* Exercise instructions *
Please update the records below by replacing each "single point" with "one point" and leaving everything else as it is.
══════════════════════════════
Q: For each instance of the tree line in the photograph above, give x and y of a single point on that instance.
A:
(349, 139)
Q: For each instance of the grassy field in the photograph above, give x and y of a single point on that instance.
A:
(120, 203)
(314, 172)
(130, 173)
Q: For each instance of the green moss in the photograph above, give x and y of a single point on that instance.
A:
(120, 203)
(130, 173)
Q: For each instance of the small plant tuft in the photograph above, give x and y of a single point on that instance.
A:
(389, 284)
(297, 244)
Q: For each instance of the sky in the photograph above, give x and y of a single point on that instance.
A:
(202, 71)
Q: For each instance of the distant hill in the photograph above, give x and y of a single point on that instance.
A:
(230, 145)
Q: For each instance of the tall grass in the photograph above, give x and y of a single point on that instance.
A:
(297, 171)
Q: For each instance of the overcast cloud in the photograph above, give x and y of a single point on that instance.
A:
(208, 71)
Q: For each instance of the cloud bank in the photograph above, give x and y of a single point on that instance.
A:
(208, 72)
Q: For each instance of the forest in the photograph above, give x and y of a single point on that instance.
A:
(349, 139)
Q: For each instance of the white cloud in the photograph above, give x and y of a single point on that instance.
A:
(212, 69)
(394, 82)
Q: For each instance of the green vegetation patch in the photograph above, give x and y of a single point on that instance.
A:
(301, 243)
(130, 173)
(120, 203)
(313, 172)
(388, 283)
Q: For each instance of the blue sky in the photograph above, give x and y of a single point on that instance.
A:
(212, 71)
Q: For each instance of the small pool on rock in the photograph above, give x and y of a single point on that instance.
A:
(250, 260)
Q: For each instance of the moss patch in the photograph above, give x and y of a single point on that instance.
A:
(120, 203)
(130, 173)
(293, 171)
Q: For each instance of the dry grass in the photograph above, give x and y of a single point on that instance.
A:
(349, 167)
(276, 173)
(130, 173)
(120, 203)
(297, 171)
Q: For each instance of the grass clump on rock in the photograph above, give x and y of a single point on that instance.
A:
══════════════════════════════
* Response below *
Q: For each instance of the tree line in the photograph above, give x and y of a one point on that instance.
A:
(349, 139)
Q: For each instance of the grassy field in the photograph above, give x and y of a one point on that instance.
A:
(120, 203)
(314, 172)
(130, 173)
Q: For each instance of the green moss in the photograph above, give x and y of a one point on that instance.
A:
(120, 203)
(130, 173)
Q: For each instance of the small plant tuft in the photograph above, give x and y of a one point on that instance.
A:
(389, 284)
(297, 244)
Q: For each instance of the sky in the photograph above, give x and y of a one point on that instance.
A:
(202, 71)
Q: For each instance of the distant hill in the photograph above, give x and y of a one point on that instance.
A:
(230, 145)
Q: For each instance of the tall grass in the photograph above, give x and y of a one point on that instance.
A:
(297, 171)
Q: For each instance of the overcast cloud in the photograph above, give x and y of a one point on that instance.
A:
(208, 71)
Q: For each instance of the cloud bank in the photograph above, give x and y of a one point on that instance.
A:
(208, 72)
Q: For each instance of the forest in the photograph above, give x and y of a one point on that instance.
A:
(349, 139)
Q: For each instance of the white cloud in the photograph above, give x and y of a one point on that instance.
A:
(212, 69)
(394, 82)
Q: For each instance of the green vegetation patch in the photograph above, give x and y of a one point on that instance.
A:
(301, 243)
(130, 173)
(120, 203)
(313, 172)
(388, 283)
Q: For each instance of the blue sky in the photograph above, give x and y of a one point on that instance.
A:
(212, 71)
Q: For each instance of the small pool on rock in the photograph above, give x and y of a one point on that instance.
A:
(250, 260)
Q: For each instance of the moss patch in the photograph above, give x and y of a one point on that instance.
A:
(120, 203)
(130, 173)
(293, 171)
Q: For each instance of the dry grass in the photograph above, give x and y of a one point on that instance.
A:
(349, 167)
(276, 173)
(130, 173)
(120, 203)
(297, 171)
Q: For each instance of the grass clump on rock in the photograph above, give x and y of a one point on that instance.
A:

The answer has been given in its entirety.